▸ **WHAT YOU NEED TO DO**
Update the rows below by replacing every "Pinpoint it" with "Find it" and leaving everything else unchanged.

--- EXTRACTED INFORMATION ---

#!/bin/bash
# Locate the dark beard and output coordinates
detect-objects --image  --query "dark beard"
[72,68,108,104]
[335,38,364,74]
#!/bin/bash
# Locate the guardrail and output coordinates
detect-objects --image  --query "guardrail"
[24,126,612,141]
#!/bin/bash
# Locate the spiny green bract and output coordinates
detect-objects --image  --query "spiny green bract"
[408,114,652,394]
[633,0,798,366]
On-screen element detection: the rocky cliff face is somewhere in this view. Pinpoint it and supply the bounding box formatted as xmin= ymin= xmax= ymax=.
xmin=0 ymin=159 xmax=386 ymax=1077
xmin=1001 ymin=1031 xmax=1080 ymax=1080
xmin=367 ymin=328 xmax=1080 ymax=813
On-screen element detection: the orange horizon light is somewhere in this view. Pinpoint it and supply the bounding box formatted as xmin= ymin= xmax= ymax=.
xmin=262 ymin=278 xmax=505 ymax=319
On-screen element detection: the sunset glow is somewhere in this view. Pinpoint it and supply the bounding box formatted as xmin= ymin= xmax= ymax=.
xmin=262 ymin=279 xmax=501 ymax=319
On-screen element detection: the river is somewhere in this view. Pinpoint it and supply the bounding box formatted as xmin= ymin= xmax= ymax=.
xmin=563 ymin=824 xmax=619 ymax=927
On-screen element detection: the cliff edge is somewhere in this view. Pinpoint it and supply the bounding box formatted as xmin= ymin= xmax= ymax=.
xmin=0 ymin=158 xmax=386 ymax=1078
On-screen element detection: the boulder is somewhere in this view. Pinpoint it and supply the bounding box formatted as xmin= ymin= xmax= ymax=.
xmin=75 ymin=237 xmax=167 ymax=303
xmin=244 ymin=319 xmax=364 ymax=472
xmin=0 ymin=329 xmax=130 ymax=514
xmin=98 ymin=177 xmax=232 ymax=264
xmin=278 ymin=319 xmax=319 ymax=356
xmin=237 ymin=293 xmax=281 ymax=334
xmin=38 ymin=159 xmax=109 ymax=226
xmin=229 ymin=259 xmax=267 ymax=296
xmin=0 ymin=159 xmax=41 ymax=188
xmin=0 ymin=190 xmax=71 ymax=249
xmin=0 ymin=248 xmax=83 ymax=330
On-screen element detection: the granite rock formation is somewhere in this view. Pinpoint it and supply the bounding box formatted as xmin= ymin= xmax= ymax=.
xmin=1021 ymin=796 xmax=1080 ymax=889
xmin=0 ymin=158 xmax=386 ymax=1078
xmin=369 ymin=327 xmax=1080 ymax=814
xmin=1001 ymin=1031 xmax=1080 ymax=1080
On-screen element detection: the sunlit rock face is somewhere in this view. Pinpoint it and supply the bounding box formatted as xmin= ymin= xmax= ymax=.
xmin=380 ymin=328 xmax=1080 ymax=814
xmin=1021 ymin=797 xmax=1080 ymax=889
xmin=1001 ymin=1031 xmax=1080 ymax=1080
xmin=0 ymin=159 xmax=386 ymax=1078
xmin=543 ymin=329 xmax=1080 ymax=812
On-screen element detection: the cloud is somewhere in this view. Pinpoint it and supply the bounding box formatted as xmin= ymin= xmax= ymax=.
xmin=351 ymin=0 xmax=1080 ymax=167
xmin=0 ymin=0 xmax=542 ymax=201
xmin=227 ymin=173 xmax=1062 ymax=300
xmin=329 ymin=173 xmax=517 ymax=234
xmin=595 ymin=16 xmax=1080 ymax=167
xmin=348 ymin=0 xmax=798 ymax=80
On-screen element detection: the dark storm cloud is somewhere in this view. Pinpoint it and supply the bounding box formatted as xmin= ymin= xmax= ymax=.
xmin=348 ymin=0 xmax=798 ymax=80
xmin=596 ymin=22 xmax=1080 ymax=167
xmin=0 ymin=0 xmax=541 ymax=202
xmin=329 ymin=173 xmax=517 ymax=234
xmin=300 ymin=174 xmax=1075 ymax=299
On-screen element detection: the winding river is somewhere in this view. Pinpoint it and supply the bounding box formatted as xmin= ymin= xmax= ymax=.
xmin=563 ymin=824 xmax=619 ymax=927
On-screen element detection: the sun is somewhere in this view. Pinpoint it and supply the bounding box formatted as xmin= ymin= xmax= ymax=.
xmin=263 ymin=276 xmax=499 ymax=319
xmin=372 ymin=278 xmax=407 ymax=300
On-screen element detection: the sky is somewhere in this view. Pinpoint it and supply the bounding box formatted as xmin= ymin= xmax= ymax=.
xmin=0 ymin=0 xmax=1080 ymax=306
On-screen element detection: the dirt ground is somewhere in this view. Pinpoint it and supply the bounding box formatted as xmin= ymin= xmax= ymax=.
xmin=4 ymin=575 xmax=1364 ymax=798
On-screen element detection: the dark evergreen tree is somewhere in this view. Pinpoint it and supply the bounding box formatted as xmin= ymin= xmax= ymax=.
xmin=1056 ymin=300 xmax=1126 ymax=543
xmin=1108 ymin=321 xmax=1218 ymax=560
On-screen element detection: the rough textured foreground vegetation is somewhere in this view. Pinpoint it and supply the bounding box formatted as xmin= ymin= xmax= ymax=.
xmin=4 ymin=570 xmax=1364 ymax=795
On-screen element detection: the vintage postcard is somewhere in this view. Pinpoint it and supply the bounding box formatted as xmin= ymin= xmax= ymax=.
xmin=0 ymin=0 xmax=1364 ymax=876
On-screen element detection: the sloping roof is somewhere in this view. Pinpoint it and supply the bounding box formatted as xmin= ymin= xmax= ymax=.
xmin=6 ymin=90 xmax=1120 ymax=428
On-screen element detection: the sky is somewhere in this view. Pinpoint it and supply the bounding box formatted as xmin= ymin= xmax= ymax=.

---

▸ **THE RESPONSE**
#!/bin/bash
# Locate the dark beard and output coordinates
detect-objects --image  --query "dark beard"
[72,68,108,104]
[335,38,364,74]
#!/bin/bash
# Locate the guardrail and output coordinates
detect-objects --image  --query "guardrail"
[24,126,612,141]
#!/bin/bash
# Locate the spiny green bract and output coordinates
detect-objects --image  --query "spiny green bract"
[408,114,652,394]
[633,0,798,366]
On-screen element detection: the rocky cliff face is somewhere in this view. Find it and supply the bounding box formatted as xmin= ymin= xmax= ymax=.
xmin=0 ymin=159 xmax=386 ymax=1077
xmin=1001 ymin=1031 xmax=1080 ymax=1080
xmin=367 ymin=328 xmax=1080 ymax=813
On-screen element detection: the orange horizon light is somewhere in this view. Find it and supply the bounding box formatted as xmin= ymin= xmax= ymax=.
xmin=262 ymin=278 xmax=505 ymax=319
On-screen element detection: the sunset glow is somewhere in this view. Find it and supply the bounding box formatted as xmin= ymin= xmax= ymax=.
xmin=262 ymin=279 xmax=501 ymax=319
On-screen element detection: the river is somewhere in this view. Find it and supply the bounding box formatted as xmin= ymin= xmax= ymax=.
xmin=563 ymin=824 xmax=619 ymax=927
On-screen element detection: the cliff edge is somewhere in this view. Find it and supply the bounding box formatted as xmin= ymin= xmax= ymax=.
xmin=0 ymin=158 xmax=386 ymax=1078
On-screen element detection: the boulder is somewhere in this view. Find it and supply the bounding box formatted as xmin= ymin= xmax= ymax=.
xmin=75 ymin=237 xmax=167 ymax=303
xmin=244 ymin=319 xmax=364 ymax=472
xmin=0 ymin=329 xmax=130 ymax=514
xmin=98 ymin=177 xmax=232 ymax=264
xmin=278 ymin=319 xmax=319 ymax=356
xmin=237 ymin=293 xmax=281 ymax=334
xmin=38 ymin=159 xmax=109 ymax=226
xmin=229 ymin=259 xmax=267 ymax=296
xmin=0 ymin=159 xmax=41 ymax=188
xmin=0 ymin=190 xmax=71 ymax=249
xmin=0 ymin=248 xmax=83 ymax=330
On-screen element detection: the granite rock formation is somewhere in this view. Find it and supply the bounding box formatted as xmin= ymin= xmax= ymax=.
xmin=1021 ymin=796 xmax=1080 ymax=889
xmin=0 ymin=158 xmax=386 ymax=1078
xmin=369 ymin=327 xmax=1080 ymax=814
xmin=1001 ymin=1031 xmax=1080 ymax=1080
On-screen element detection: the sunlit rock face is somewhere in this view. Find it and supply the bounding box formatted as xmin= ymin= xmax= ymax=.
xmin=380 ymin=328 xmax=1080 ymax=814
xmin=1021 ymin=797 xmax=1080 ymax=889
xmin=1001 ymin=1031 xmax=1080 ymax=1080
xmin=0 ymin=159 xmax=386 ymax=1078
xmin=543 ymin=329 xmax=1080 ymax=812
On-screen element detection: the cloud is somewhere in this view. Find it and supply the bounding box formatted as xmin= ymin= xmax= ymax=.
xmin=351 ymin=0 xmax=1080 ymax=167
xmin=0 ymin=0 xmax=542 ymax=201
xmin=227 ymin=173 xmax=1062 ymax=300
xmin=329 ymin=173 xmax=517 ymax=234
xmin=595 ymin=16 xmax=1080 ymax=167
xmin=348 ymin=0 xmax=798 ymax=80
On-screen element detection: the dark storm cloud is somewhere in this view. Find it and supply the bounding box formatted as xmin= ymin= xmax= ymax=.
xmin=348 ymin=0 xmax=798 ymax=80
xmin=596 ymin=22 xmax=1080 ymax=167
xmin=0 ymin=0 xmax=541 ymax=202
xmin=329 ymin=173 xmax=517 ymax=234
xmin=300 ymin=174 xmax=1075 ymax=299
On-screen element detection: the winding river is somewhere in this view. Find it and supply the bounding box formatted as xmin= ymin= xmax= ymax=.
xmin=563 ymin=824 xmax=619 ymax=927
On-screen element detection: the sun is somewhere in this view. Find it and supply the bounding box formatted as xmin= ymin= xmax= ymax=.
xmin=263 ymin=276 xmax=499 ymax=319
xmin=372 ymin=278 xmax=407 ymax=300
On-screen element detection: the sky is somewhere in this view. Find it and supply the bounding box formatted as xmin= ymin= xmax= ymax=.
xmin=0 ymin=0 xmax=1080 ymax=306
On-screen element detection: the dirt ground is somewhere in this view. Find it and supply the bounding box formatted as xmin= ymin= xmax= ymax=.
xmin=4 ymin=575 xmax=1364 ymax=798
On-screen element detection: the dark evergreen tree is somewhere in this view. Find it and supply the bounding box formatted as xmin= ymin= xmax= ymax=.
xmin=1056 ymin=300 xmax=1126 ymax=543
xmin=1108 ymin=321 xmax=1218 ymax=560
On-screen element detection: the rough textured foreground vegetation is somewhere in this view. Find it and supply the bounding box formatted as xmin= ymin= xmax= ymax=.
xmin=4 ymin=570 xmax=1364 ymax=795
On-screen element detection: the vintage postcard is somewhere in this view. Find it and supply the bounding box formatted as xmin= ymin= xmax= ymax=.
xmin=0 ymin=0 xmax=1364 ymax=876
On-screen element detection: the sloping roof is somewhere in this view. Find it and supply the bounding box formatted as xmin= ymin= xmax= ymax=.
xmin=6 ymin=90 xmax=1120 ymax=428
On-screen element detection: the sky is somewhere in this view. Find it and supply the bounding box formatted as xmin= ymin= xmax= ymax=.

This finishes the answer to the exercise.